Written instruction: Copy out all of the entries below again, changing every "pixel coordinates" to "point coordinates" and leaving everything else untouched.

Listed entries:
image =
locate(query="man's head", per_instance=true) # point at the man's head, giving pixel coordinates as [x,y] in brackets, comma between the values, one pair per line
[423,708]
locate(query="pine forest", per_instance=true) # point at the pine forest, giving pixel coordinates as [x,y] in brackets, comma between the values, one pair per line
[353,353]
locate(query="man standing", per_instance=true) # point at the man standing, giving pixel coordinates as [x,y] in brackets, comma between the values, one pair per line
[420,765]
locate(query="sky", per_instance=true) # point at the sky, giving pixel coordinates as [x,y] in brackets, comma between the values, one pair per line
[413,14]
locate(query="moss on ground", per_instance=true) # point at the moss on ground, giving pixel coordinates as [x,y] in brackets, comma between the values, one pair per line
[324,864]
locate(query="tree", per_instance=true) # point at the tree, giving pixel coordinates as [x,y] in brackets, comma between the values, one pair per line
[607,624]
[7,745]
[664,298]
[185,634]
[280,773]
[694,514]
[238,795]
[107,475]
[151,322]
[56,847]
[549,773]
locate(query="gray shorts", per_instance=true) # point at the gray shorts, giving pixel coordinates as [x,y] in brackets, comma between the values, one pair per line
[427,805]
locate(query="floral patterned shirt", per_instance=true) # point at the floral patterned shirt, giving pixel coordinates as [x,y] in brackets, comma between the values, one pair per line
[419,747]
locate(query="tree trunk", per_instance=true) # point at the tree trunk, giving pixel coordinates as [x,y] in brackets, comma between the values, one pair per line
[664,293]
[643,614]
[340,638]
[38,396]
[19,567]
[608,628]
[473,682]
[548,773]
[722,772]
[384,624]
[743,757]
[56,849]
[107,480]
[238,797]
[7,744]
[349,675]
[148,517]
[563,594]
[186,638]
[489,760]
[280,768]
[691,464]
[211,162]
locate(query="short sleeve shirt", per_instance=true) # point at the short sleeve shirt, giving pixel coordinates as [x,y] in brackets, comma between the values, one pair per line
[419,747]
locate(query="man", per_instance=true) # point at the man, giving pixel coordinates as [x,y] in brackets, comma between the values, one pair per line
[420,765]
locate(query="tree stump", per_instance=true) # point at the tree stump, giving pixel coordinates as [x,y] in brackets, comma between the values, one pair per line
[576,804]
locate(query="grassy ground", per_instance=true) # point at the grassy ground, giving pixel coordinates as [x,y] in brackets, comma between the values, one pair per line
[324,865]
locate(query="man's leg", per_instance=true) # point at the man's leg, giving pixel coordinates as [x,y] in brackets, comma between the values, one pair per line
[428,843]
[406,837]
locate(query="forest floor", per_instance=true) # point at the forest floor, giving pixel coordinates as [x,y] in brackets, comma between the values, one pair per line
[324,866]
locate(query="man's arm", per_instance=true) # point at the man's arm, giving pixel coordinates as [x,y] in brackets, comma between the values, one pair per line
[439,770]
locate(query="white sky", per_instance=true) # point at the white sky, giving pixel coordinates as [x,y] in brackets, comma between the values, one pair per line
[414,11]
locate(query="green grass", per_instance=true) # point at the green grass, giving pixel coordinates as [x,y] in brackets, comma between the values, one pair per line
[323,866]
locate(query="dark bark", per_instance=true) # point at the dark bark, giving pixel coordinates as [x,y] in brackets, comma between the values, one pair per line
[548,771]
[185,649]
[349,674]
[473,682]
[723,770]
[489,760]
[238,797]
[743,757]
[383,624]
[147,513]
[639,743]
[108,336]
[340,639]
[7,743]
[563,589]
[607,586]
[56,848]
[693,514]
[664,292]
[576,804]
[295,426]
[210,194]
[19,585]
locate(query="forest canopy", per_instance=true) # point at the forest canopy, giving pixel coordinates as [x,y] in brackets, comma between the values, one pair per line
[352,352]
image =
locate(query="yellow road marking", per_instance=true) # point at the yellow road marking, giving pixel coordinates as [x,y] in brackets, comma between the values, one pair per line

Task answer:
image =
locate(query="man's head", per_instance=true) # point at the man's head, giving point coordinates as [x,y] in brackets, comma between the values, one pair per line
[423,708]
locate(query="pine forest", per_instance=true) # point at the pine forest, giving point coordinates as [x,y] in brackets, comma between the values, one pair per line
[353,353]
locate(query="man standing", per_instance=true) # point at the man standing, giving point coordinates as [x,y] in brackets, comma between the values, one pair per line
[420,765]
locate(query="sky", per_instance=true) # point at the sky, giving point coordinates as [x,y] in brackets, comma between the values, one pair per line
[413,14]
locate(query="moss on ground", per_instance=true) # point at the moss on ground, giving point coordinates as [x,y] in brackets, comma between the values, one pair per line
[324,864]
locate(query="tree", per_instance=true) # point at the tree, giving point coordinates as [x,y] in brackets, comma between the values, one pair per line
[607,624]
[7,745]
[664,298]
[185,634]
[280,773]
[694,514]
[238,795]
[107,475]
[151,322]
[56,847]
[549,773]
locate(query="gray shorts", per_instance=true) # point at the gray shorts, giving point coordinates as [x,y] in brackets, comma between the values, one pair per line
[427,805]
locate(query="floral patterned shirt", per_instance=true) # point at the floral patterned shirt, giving point coordinates as [x,y] in brackets, comma between the values, one pair per line
[419,747]
locate(query="tree trunk", per_instance=true) # point at the tree trunk, giving point coordinates as [x,y] in brackets, comma between the values, one pair per line
[664,293]
[643,614]
[340,638]
[38,396]
[19,567]
[608,628]
[473,682]
[548,773]
[722,772]
[384,624]
[743,757]
[56,849]
[107,480]
[238,797]
[7,744]
[349,675]
[148,517]
[563,594]
[186,638]
[489,760]
[280,768]
[691,464]
[211,162]
locate(query="short sleeve shirt", per_instance=true) # point at the short sleeve shirt, giving point coordinates as [x,y] in brackets, comma between the values, one pair per line
[419,747]
locate(query="man", per_instance=true) # point at the man, giving point coordinates as [x,y] in brackets, comma between the values, one pair per line
[420,765]
locate(query="tree stump", per_instance=true) # point at the tree stump, giving point coordinates as [x,y] in brackets, comma between the values, one pair per line
[576,804]
locate(query="grassy ground", per_instance=true) # point at the grassy ground, giving point coordinates as [x,y] in brackets, comma between the values, one pair per line
[324,865]
locate(query="man's leg", per_instance=true) # point at the man's leg, giving point coordinates as [x,y] in brackets, comma between the values, one pair per line
[428,843]
[406,837]
locate(query="forest floor", per_instance=true) # point at the forest floor, giving point coordinates as [x,y] in brackets, comma between the values, one pair per line
[324,866]
locate(query="man's arm", per_instance=true) # point at the man's arm, giving point coordinates as [x,y] in brackets, comma between the values, one pair per line
[439,770]
locate(query="white sky", per_instance=true) # point at the white sky, giving point coordinates as [x,y] in brackets, comma between the values, one pair per line
[414,11]
locate(query="green grass", per_instance=true) # point at the green grass, giving point coordinates as [x,y] in brackets, comma between the values, one pair per line
[323,866]
locate(query="dark bark", per_instance=true) # point at the dark bark, giving point coordinates as [x,y] in brackets, comma between the values, one pair per line
[548,771]
[185,649]
[349,674]
[473,682]
[723,770]
[489,760]
[238,797]
[743,757]
[383,624]
[147,513]
[639,743]
[108,336]
[340,639]
[7,743]
[563,589]
[607,586]
[56,848]
[693,514]
[664,292]
[576,804]
[295,426]
[210,194]
[19,585]
locate(query="forest canopy", per_instance=true) # point at the forest canopy, giving point coordinates as [x,y] in brackets, comma between the values, one pair per line
[352,352]
image =
locate(query="yellow road marking", per_instance=true) # point at the yellow road marking, giving point coordinates as [x,y] in brackets, comma between the values, one pair per line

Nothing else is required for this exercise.